___ Supplied data
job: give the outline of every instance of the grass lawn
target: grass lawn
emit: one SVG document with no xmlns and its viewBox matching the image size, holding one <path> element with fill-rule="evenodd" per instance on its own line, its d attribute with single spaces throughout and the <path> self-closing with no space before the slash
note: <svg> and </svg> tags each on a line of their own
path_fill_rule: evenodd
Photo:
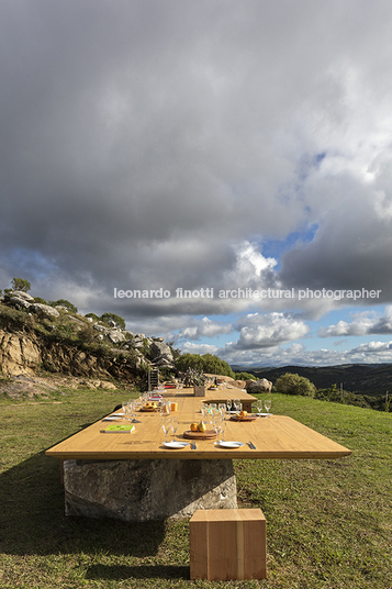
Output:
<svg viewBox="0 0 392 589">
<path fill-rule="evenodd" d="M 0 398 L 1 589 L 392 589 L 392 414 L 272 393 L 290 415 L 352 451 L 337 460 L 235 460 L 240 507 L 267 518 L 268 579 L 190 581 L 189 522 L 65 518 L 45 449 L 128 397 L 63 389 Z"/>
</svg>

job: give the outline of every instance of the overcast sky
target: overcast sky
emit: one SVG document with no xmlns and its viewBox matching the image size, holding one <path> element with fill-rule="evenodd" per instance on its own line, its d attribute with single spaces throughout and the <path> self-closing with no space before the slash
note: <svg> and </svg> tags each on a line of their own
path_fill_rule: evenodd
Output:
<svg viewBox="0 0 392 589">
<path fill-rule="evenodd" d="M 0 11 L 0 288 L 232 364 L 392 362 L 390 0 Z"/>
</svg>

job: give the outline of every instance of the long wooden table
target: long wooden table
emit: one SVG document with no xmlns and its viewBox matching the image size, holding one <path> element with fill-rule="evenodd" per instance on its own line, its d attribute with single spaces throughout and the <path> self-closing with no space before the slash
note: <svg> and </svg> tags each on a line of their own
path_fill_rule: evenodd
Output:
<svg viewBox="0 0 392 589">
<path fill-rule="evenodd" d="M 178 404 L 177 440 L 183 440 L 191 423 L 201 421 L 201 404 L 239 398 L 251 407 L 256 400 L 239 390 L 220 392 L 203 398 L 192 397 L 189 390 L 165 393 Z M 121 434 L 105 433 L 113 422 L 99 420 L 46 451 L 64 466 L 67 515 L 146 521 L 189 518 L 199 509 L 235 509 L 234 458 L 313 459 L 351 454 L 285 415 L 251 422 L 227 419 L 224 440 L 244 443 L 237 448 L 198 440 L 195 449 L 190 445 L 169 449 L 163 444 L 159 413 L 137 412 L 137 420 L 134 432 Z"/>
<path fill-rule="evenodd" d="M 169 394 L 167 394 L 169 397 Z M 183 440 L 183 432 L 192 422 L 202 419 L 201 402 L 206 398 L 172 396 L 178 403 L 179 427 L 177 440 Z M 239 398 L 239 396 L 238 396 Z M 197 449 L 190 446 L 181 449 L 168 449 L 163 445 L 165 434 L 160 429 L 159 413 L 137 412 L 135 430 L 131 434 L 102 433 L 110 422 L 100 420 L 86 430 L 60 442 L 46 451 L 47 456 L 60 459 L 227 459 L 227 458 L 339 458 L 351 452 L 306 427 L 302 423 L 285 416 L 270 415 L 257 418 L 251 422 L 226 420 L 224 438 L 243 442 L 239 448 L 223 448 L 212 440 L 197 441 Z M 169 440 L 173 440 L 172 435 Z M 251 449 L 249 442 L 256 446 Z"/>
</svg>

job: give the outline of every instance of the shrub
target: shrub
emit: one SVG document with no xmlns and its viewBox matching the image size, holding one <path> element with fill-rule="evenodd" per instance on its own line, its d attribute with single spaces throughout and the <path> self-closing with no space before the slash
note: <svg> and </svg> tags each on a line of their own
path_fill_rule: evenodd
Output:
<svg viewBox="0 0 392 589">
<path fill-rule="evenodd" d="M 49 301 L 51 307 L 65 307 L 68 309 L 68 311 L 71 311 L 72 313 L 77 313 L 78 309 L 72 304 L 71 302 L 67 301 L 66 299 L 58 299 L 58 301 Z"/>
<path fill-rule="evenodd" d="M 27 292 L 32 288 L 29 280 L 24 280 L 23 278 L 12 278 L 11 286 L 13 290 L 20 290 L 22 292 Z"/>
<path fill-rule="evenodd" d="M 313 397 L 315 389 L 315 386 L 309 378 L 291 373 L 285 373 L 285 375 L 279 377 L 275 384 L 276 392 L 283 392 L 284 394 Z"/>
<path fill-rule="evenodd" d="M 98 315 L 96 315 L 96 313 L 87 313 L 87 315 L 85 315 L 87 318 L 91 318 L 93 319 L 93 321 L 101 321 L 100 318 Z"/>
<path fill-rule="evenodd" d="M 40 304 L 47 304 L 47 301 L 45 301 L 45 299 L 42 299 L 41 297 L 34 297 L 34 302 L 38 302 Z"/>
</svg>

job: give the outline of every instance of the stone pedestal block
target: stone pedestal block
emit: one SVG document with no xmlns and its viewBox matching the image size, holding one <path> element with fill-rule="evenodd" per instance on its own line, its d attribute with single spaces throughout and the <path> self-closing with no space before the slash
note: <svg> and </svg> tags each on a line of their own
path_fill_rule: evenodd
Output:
______
> [Stated exercise]:
Select each line in the rows above that contains the string "grass", treating uppercase and lowercase as different.

> [Exercise output]:
job: give the outline of every instance of the grass lawn
target: grass lawn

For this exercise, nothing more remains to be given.